··· TEKS BACAAN ···

Sepak bola
memang selalu menyuguhkan cerita yang menarik, baik dui dalam lapangang
maupun di luar lapangan. Jika kita simak, cerita di luar lapangan selalu
menyuguhkan cerita yang memilukan sampai perseteruan. Kali ini
serupedia mencoba mengangkat sejarah perseteruan yang terjadi antara
pendukung kedua kesebelasan terbesar di Indonesia, yakni Viking (Persib
Bandung) dan The Jakmania (Persija Jakarta).
Siapa kiranya
tidak mengenal Viking? Siapa pula tidak mengenal The Jak? Dua kelompok
suporter dari tim besar di Indonesia. Viking untuk Persib Bandung dan
The Jak untuk Persija Jakarta. Kedua kelompok ini terkenal sejak lama
karena bukan saja fanatisme keduanya dalam mendukung tima kesayangan
masing-masing, namun juga karena perseteruan keduanya yang juga dapatlah
dikatakan abadi.
Banyak orang
bertanya kenapa kedua kelompok suporter ini begitu saling membenci satu
sama lain. Bahkan tidak jarang, aroma kebencian antar suporter ini pun
berlanjut oleh para pemain masing-masing saat keduanya bertemu.
Pertandingan seringkali berujung kasar, seakan tidak ada lagi itu
namanya fair play. Beberapa pertandingan memperlihatkan hal tersebut.
Sebutlah ulah para pemain Persija yang seringkali memprovokasi para
pemain Persib.
Sejarah
mencatat, perseteruan kedua kelompok suporter ini diawali saat
terjadinya insiden di stadion menteng saat Liga Indonesia Ke-2. viking
yang datang dengan kekuatan 9000 orang anggota, datang membirukan
ibukota, sementara itu terdapat sekitar anak Jakarta yang hanya
berjumlah 1000 orang. Ulah provokasi yang dilakukan anak-anak Jakarta
tersebut akhirnya memancing emosi Viking sehingga bentrokan pun akhirnya
tidak dapat dihindarkan.
Rasa iri
ditenggarai sebagai pemicu utama perseteruan kedua kelompok ini.
Bagaimana tidak, Viking yang notabene sebuah kelompok dari kota lain,
seringkali akhirnya membirukan Jakarta saat Persib Bandung menggelar
pertandingan di ibukota. Fanatisme kelompok viking yang seringkali
membirukan Jakarta inilah yang akhirnya membuat anak-anak ibukota iri
dengan fanatisme yang ditunjukan suporter viking.

··· BARIS DATA ···

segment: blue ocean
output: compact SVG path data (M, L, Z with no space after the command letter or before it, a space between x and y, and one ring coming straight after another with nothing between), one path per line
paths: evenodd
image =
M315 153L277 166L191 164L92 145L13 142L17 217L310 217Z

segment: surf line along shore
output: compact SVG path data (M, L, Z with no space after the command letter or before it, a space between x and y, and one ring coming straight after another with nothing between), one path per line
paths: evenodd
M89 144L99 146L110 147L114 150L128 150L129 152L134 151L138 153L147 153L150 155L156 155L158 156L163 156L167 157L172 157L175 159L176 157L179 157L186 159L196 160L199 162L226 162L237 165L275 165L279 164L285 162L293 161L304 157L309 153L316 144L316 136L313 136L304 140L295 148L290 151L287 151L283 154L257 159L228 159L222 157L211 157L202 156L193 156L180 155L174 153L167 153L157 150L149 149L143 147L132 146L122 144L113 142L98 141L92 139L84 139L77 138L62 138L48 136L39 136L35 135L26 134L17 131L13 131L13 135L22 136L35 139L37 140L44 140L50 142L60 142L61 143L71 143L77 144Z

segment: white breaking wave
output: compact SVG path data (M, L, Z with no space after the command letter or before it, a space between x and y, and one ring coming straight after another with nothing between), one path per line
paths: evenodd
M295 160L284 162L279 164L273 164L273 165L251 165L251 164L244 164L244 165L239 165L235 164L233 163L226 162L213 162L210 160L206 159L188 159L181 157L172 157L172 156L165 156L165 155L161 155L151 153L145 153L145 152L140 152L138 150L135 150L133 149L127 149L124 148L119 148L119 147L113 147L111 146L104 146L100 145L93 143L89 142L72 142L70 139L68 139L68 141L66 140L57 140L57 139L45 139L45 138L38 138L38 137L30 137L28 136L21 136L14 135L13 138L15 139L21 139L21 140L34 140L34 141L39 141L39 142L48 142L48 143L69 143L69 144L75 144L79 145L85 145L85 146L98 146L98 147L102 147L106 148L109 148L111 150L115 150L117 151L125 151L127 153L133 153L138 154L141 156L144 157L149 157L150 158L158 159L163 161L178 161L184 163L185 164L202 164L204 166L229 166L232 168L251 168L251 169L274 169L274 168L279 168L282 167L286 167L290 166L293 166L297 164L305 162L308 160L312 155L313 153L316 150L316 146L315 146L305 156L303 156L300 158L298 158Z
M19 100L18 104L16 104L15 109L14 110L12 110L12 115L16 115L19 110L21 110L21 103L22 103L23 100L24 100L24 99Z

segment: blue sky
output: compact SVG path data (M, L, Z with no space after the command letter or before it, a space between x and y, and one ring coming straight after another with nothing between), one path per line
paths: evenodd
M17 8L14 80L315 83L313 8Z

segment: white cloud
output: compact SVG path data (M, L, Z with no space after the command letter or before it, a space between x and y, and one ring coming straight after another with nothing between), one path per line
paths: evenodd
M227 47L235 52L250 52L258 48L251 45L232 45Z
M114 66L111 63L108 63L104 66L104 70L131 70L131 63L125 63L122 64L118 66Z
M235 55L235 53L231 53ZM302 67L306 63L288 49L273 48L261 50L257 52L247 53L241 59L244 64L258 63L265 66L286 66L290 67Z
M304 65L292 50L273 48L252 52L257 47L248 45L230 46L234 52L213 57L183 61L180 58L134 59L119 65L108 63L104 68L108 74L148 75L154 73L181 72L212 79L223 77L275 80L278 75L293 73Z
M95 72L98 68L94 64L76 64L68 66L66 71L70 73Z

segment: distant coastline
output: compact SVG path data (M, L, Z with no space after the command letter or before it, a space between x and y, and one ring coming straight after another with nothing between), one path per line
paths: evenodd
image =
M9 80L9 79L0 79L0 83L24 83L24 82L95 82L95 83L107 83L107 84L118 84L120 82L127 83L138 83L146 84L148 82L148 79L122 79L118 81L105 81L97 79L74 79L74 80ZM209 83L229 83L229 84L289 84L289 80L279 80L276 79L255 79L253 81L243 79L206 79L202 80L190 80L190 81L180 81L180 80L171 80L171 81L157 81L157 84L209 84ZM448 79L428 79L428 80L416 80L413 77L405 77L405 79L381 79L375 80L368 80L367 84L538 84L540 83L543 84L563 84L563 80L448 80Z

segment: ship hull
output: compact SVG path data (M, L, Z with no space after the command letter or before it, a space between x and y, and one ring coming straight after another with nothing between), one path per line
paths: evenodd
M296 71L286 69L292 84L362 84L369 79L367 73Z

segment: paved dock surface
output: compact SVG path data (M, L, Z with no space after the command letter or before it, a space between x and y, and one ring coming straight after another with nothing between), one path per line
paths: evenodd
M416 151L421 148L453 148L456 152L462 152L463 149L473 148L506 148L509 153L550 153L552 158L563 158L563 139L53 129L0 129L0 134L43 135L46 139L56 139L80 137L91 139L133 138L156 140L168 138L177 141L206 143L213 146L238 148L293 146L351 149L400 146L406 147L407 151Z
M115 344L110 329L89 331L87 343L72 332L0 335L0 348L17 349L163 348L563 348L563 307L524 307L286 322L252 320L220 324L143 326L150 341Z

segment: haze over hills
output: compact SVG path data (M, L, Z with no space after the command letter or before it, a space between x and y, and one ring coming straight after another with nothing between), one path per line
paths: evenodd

···

§ **SOAL LATIHAN**:
1: Tolong tentukan apakah setiap pernyataan berikut sesuai dengan teks tentang perseteruan suporter, lalu jawab ya atau tidak disertai kutipan persis kata-kata penentunya dari teks. (a) Viking datang ke stadion Menteng dengan kekuatan 9000 orang anggota. (b) Anak Jakarta yang ada saat insiden itu berjumlah 5000 orang. (c) Rasa iri disebut sebagai pemicu utama perseteruan kedua kelompok.
2: Tuliskan kembali dengan persis bagian teks tentang perseteruan suporter yang dimulai dari "Bagaimana tidak, Viking" dan berlanjut hingga "ditunjukan suporter viking.".
Data di atas merupakan bahan yang terpisah dari teks.

§ **HASIL AKHIR**:
1:
(a) Ya: "viking yang datang dengan kekuatan 9000 orang anggota"
(b) Tidak: "anak Jakarta yang hanya berjumlah 1000 orang"
(c) Ya: "Rasa iri ditenggarai sebagai pemicu utama perseteruan kedua kelompok ini"

2:
Bagaimana tidak, Viking yang notabene sebuah kelompok dari kota lain,
seringkali akhirnya membirukan Jakarta saat Persib Bandung menggelar
pertandingan di ibukota. Fanatisme kelompok viking yang seringkali
membirukan Jakarta inilah yang akhirnya membuat anak-anak ibukota iri
dengan fanatisme yang ditunjukan suporter viking.